[Point annotations for photos]

+===+

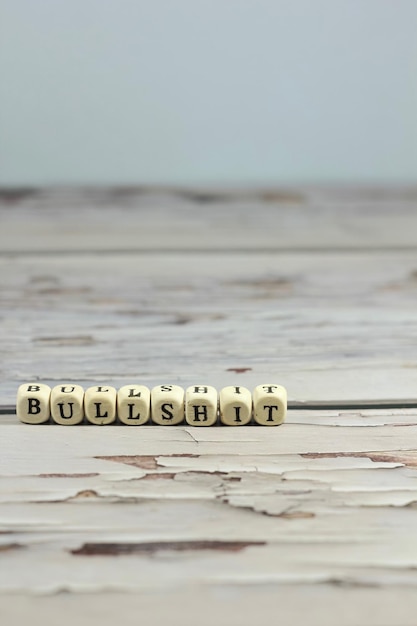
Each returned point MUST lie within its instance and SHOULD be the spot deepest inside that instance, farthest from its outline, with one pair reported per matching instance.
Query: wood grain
(311, 522)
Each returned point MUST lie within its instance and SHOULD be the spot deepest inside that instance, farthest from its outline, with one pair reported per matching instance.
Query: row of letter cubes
(164, 404)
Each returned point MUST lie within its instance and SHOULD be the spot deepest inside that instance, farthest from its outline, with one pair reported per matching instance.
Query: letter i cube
(269, 404)
(235, 406)
(32, 403)
(201, 405)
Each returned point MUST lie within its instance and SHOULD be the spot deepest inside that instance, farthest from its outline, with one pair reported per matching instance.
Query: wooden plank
(323, 503)
(222, 525)
(139, 219)
(329, 327)
(225, 605)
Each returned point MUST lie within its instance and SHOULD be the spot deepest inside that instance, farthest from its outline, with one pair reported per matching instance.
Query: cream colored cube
(67, 404)
(201, 405)
(235, 406)
(133, 404)
(167, 405)
(269, 404)
(100, 404)
(32, 403)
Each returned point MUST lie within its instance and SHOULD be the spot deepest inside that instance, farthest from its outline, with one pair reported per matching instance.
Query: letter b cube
(32, 404)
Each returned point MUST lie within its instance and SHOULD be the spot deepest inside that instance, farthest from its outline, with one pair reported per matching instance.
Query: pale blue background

+===+

**The exercise**
Copy out all of the material above, every text line included, and add 149 to each coordinate in the answers. Leave the pictures out.

**Task result**
Each returned point MUST lie within its instance and SHOULD be the spot deepest inside that instance, farthest from its outline, with one pair reported per matching instance.
Query: wood grain
(460, 671)
Each returned point MUST lie within its instance and SHOULD be the spot deepest inside that instance, farthest from its outline, with one pair reported per matching instance.
Query: row of letter cubes
(313, 553)
Each returned point MUST lie within its instance and SHOULD be the spot deepest inside that instance, farthest from its outline, with one pair reported per matching instance.
Query: letter i cube
(418, 553)
(384, 555)
(181, 552)
(350, 554)
Each returned point MUST lie within its instance and SHOULD be the spot deepest inside that instance, farthest from its outline, with one pair reported per matching instance.
Query: wooden plank
(472, 652)
(371, 674)
(288, 368)
(478, 476)
(374, 754)
Each returned point MUST lie within its instance and SHOULD be the spot deepest inside that instance, farthest from its outline, with one pair reported per matching instance.
Query: cream colored cube
(216, 553)
(350, 554)
(384, 555)
(282, 553)
(316, 554)
(418, 553)
(249, 553)
(181, 552)
Each returned point MUST lie within its instance and SHOULD be the spot deepest inside that instance, farthest from its outline, with one pair reported per matching instance.
Query: letter b cube
(181, 553)
Each returned point MUST lie within its instance and SHOULD be the spot deepest inside that instance, farthest from its outline, with one pair reported per matching instance.
Query: pale blue background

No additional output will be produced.